- RECORDS FOR PROCESSING
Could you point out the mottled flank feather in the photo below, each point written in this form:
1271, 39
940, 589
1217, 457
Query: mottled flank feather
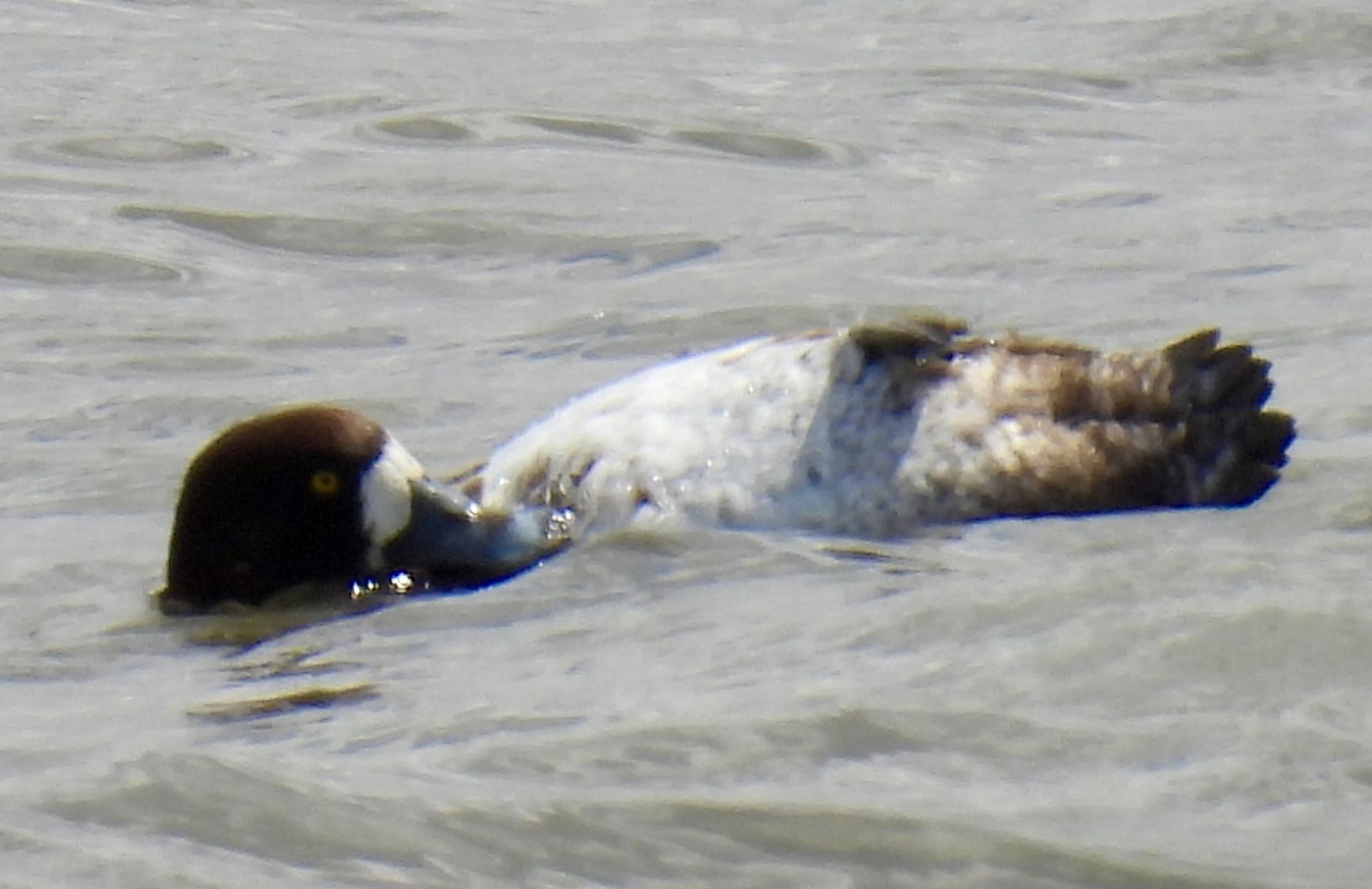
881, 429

* * *

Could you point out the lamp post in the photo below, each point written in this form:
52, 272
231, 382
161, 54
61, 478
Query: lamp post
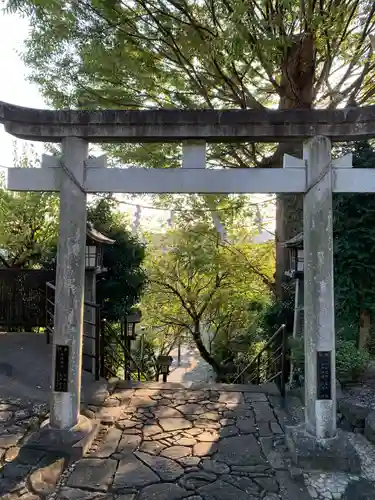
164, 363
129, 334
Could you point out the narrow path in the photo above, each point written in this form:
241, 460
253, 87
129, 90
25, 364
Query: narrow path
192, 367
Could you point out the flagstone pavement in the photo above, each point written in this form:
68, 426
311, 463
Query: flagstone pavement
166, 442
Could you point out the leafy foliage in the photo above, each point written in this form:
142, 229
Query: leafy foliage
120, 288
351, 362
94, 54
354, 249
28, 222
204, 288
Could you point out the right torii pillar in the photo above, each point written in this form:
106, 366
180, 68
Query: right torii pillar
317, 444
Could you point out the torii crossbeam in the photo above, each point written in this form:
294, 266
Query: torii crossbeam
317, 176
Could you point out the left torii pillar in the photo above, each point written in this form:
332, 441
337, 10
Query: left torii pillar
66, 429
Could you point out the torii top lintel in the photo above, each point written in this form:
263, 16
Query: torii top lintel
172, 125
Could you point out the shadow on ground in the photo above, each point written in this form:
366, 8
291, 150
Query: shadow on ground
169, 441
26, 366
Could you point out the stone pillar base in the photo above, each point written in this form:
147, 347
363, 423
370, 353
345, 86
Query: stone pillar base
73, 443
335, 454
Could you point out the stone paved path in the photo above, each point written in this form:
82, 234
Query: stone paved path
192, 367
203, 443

* * *

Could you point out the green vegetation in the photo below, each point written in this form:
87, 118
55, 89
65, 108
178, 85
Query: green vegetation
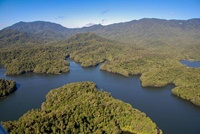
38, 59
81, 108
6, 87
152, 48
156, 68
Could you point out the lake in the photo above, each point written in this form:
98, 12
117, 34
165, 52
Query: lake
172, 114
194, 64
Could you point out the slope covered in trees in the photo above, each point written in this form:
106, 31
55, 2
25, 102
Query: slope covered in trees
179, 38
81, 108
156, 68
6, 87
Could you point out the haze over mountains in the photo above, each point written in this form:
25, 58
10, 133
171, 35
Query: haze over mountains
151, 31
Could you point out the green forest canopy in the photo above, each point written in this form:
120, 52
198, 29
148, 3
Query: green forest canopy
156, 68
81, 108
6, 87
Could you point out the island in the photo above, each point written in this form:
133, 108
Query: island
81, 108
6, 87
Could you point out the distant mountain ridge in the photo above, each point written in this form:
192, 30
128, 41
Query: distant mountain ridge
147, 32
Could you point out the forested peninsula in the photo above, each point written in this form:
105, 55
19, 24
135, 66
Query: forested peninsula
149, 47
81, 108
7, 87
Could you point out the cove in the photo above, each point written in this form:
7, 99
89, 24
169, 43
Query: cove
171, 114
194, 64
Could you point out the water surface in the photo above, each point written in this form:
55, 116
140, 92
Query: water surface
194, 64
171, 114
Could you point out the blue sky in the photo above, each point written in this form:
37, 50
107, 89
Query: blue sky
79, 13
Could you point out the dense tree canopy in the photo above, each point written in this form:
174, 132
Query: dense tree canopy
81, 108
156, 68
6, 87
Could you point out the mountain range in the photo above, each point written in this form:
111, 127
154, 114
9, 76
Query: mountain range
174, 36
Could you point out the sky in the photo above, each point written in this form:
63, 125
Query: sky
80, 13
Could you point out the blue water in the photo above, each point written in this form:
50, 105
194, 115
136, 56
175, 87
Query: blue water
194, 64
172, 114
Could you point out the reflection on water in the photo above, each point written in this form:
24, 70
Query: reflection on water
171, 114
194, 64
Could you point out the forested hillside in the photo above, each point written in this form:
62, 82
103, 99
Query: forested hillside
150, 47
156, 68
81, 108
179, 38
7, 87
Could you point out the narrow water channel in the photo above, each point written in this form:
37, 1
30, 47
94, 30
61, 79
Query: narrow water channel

- WHAT TO PRODUCE
How many lines in the records above contain the string "canopy"? Reply with the number alone.

- OUTPUT FOR THIS EXERCISE
4